Work to complete:
Copy each line of the entries that contains the word "every".

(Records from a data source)
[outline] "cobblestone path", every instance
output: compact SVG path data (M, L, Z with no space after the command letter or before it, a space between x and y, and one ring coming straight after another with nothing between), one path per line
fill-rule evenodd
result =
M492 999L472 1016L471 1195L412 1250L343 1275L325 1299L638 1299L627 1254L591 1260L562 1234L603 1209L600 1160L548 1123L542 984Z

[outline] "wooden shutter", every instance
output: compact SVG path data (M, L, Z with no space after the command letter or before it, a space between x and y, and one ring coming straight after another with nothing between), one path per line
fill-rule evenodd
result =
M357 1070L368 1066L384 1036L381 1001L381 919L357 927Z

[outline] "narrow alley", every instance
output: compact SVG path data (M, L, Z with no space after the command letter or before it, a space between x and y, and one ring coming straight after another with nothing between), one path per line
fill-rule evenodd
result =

Solved exercise:
[outline] "cobblestone path", every instance
[outline] "wooden shutter", every instance
[outline] "narrow alley", every instance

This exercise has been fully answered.